● **Dataset extract**
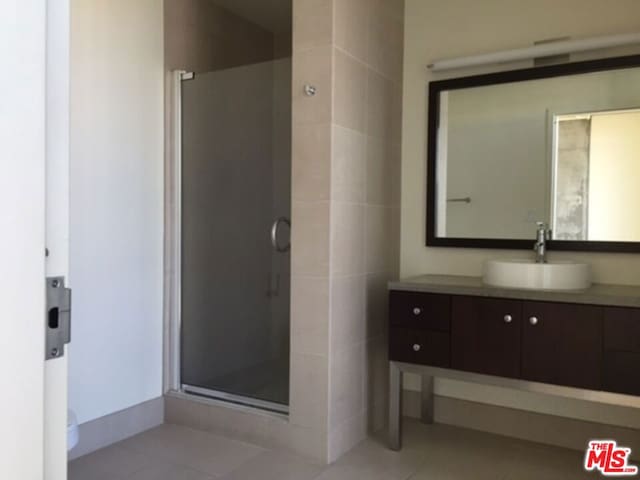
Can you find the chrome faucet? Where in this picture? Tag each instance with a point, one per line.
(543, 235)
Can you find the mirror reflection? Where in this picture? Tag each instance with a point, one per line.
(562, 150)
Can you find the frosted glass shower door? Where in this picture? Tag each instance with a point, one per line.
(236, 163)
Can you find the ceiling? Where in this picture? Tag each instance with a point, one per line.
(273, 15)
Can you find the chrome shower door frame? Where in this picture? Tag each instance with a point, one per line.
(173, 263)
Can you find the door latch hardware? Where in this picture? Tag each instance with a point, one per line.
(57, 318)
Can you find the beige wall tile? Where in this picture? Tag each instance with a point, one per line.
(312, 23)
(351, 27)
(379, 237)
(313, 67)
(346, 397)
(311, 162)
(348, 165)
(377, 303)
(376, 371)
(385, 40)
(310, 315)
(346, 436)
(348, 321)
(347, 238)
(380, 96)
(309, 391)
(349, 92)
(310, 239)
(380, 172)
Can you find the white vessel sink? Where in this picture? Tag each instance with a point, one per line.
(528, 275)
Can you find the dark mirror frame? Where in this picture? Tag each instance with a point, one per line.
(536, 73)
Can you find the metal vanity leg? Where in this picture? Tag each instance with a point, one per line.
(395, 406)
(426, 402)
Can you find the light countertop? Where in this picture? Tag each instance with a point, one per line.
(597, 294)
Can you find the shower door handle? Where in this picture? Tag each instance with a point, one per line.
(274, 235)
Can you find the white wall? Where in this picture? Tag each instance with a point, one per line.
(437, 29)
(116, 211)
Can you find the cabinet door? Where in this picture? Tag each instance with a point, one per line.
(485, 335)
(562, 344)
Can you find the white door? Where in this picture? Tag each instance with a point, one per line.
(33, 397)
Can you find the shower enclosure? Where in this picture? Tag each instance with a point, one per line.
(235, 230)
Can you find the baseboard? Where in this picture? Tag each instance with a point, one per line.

● **Task brief**
Where the data includes pictures, leave them out and write out everything else exactly.

● **Answer box**
Can you find the chrome faucet? Where in this picture? Tag each instance with a point, one per line.
(543, 235)
Can you find the mirror reflection? Where in this picture? Tag each instance with a point, one per line.
(562, 150)
Can you find the frosted glass shower door? Where in this picture? Tag each instance with a point, one per line.
(236, 163)
Can you find the ceiling? Where in this picture? Tag each instance with a point, one per line.
(273, 15)
Can you find the chrome shower door frame? Where in this picture? Tag each instance with a point, one per line.
(173, 263)
Can you find the door latch hardware? Where in this picture? Tag each instance with a point, one per line.
(57, 318)
Can you find the beige wall tile? Where in this picture? Tag each instance with a point, one per line.
(312, 23)
(351, 27)
(379, 237)
(313, 67)
(346, 397)
(311, 162)
(348, 165)
(377, 303)
(376, 371)
(385, 40)
(310, 315)
(346, 436)
(348, 321)
(347, 238)
(380, 96)
(309, 391)
(349, 92)
(310, 239)
(380, 172)
Can you find the white vessel sink? Where in this picture? Tag each instance with a point, one per line.
(528, 275)
Can you find the dark mirror frame? Where in this picture? Tag each instance with a point, one per line.
(536, 73)
Can you find the metal vanity leg? Where in this picture? Tag each instance with a point, one per line.
(395, 406)
(426, 402)
Can you find the light countertop? Where in this picture? Tag each instance with a point, one per line.
(597, 294)
Can you find the shower door handle? Where in this picture? Tag each instance with a point, one per line.
(274, 235)
Can you find the white wall? Where in this picture? Tag each instance with a point, one per line.
(437, 29)
(116, 211)
Can you find the cabinet door? Where in this picture? Tag each instance with a point, one per line.
(485, 335)
(562, 344)
Can you find the white door? Where in this picture? Tag each instance with a point, one per line.
(33, 397)
Can you find the shower enclosure? Where in this picture? Tag each instance with a point, one per line.
(235, 230)
Can you find the baseboard? Where in this picture? Tag each instance with a point, one per line.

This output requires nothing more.